■ Material supplied ■
+---+

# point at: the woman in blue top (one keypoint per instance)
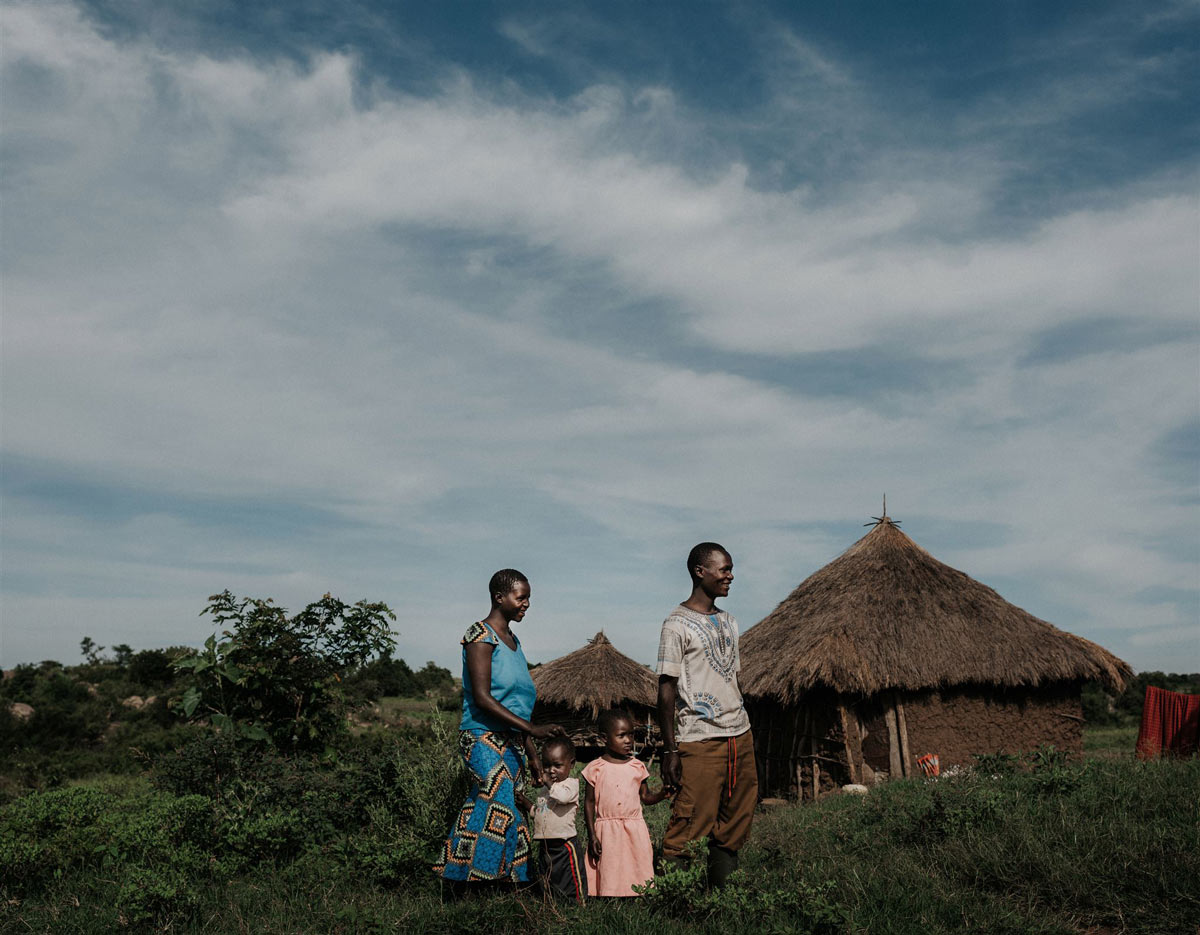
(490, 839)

+---+

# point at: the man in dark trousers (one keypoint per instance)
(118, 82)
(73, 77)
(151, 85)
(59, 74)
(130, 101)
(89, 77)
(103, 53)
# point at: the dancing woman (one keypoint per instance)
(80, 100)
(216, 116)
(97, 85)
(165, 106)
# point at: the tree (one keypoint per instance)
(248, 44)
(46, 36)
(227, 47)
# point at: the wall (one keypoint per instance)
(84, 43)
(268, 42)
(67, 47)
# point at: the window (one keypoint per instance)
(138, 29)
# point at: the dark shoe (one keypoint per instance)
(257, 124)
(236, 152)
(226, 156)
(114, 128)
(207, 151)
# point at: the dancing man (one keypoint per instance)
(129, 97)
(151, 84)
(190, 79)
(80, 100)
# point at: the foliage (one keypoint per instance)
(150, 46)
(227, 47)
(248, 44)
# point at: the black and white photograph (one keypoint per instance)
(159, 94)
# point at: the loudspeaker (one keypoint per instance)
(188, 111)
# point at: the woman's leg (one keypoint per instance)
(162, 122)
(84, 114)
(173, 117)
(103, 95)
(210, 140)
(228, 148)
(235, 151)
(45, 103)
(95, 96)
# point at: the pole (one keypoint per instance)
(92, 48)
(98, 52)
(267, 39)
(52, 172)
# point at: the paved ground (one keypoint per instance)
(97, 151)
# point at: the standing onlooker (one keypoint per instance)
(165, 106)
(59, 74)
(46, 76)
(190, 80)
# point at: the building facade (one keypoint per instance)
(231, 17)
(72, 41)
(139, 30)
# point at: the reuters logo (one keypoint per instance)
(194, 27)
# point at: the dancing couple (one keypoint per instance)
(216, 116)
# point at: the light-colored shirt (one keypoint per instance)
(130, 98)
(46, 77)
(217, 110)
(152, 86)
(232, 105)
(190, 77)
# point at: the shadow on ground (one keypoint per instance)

+---+

■ Task details ■
Output the data unchanged, from the line containing "# point at: the dancing man" through the line containing "# point at: the shadow", with both of those lines included.

■ The output ■
# point at: the dancing man (one keypoint per instance)
(129, 97)
(151, 84)
(190, 79)
(80, 100)
# point at: the foliage (one keypoint per instance)
(150, 46)
(227, 47)
(248, 44)
# point at: the black and white photograph (one keypoint per instance)
(159, 94)
# point at: the loudspeaker (one keypoint per instance)
(188, 111)
# point at: the woman's leg (one keypoint per instance)
(162, 122)
(84, 114)
(173, 117)
(103, 95)
(210, 140)
(228, 148)
(235, 151)
(45, 103)
(95, 96)
# point at: the pole (one keypoint per instance)
(92, 48)
(98, 52)
(267, 39)
(52, 172)
# point at: the paved ground (one keypoint per instance)
(97, 151)
# point at: the standing onlooker (one keypoint per instance)
(165, 106)
(59, 74)
(46, 76)
(190, 80)
# point at: the building facade (one keypoint per instance)
(231, 17)
(72, 41)
(139, 30)
# point at: the reuters logo (one keypoint per instance)
(194, 27)
# point at: the dancing couple (one keypoint per instance)
(216, 116)
# point at: the light-colored shirt (one keypoint per instance)
(130, 98)
(46, 77)
(217, 110)
(152, 86)
(232, 105)
(190, 77)
# point at: the shadow on ground (one keypoint per instance)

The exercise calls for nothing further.